» Excerpted records
-------

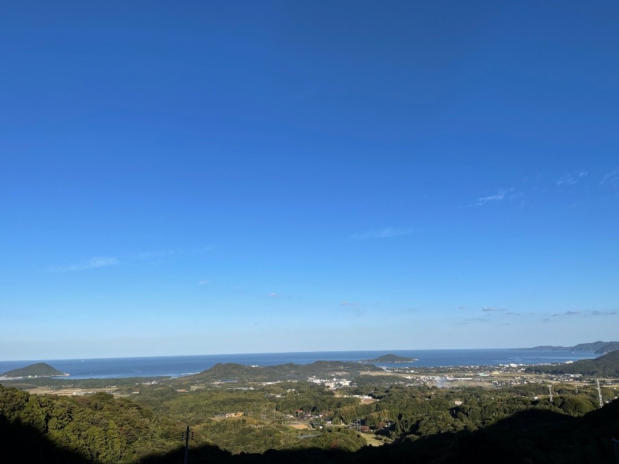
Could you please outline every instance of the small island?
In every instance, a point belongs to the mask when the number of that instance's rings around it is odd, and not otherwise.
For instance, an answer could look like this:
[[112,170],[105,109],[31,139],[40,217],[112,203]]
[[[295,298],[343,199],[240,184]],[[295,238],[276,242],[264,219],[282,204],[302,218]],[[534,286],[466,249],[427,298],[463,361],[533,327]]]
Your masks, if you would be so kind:
[[28,377],[58,377],[60,375],[69,375],[69,374],[62,373],[45,362],[37,362],[19,369],[8,371],[0,375],[0,377],[21,379]]
[[397,355],[383,355],[373,360],[364,360],[364,362],[413,362],[417,361],[414,357],[405,357]]

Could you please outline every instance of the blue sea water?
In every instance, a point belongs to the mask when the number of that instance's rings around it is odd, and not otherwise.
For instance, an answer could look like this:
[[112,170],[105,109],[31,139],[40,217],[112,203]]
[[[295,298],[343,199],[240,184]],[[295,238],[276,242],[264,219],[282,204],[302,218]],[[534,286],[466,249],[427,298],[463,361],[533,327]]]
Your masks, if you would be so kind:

-------

» Short exercise
Can you format every line of the entries above as a numbered list, skipping blank lines and leaving out the pictures?

» Final answer
1. Could you please outline every instance of the small island?
2. In every instance, a point belongs to the mask when the number of that instance's rings around it is odd, and not otherwise.
3. For instance, an answer could look like this:
4. [[112,170],[105,109],[31,139],[40,217],[112,203]]
5. [[[295,298],[343,199],[240,184]],[[295,238],[276,242],[264,219],[282,204],[302,218]],[[534,286],[466,249],[427,298],[463,361],[533,327]]]
6. Your masks, if you would be so kind:
7. [[28,377],[58,377],[60,375],[69,375],[69,374],[62,373],[45,362],[37,362],[19,369],[8,371],[0,375],[0,377],[21,379]]
8. [[397,355],[383,355],[373,360],[364,360],[364,362],[413,362],[417,361],[414,357],[405,357]]
9. Could you please outline every instance of the blue sea water?
10. In every instance, a point belongs to the mask when the number of that instance's rings around it is odd, and not otherwise.
11. For instance, an answer could look like this:
12. [[112,170],[105,109],[31,139],[40,217],[112,203]]
13. [[[295,298],[343,199],[240,184]],[[295,238],[276,242],[264,219],[282,204],[302,218]],[[534,286],[466,249],[427,298],[463,361],[533,327]]]
14. Your masks, if you would be so kind:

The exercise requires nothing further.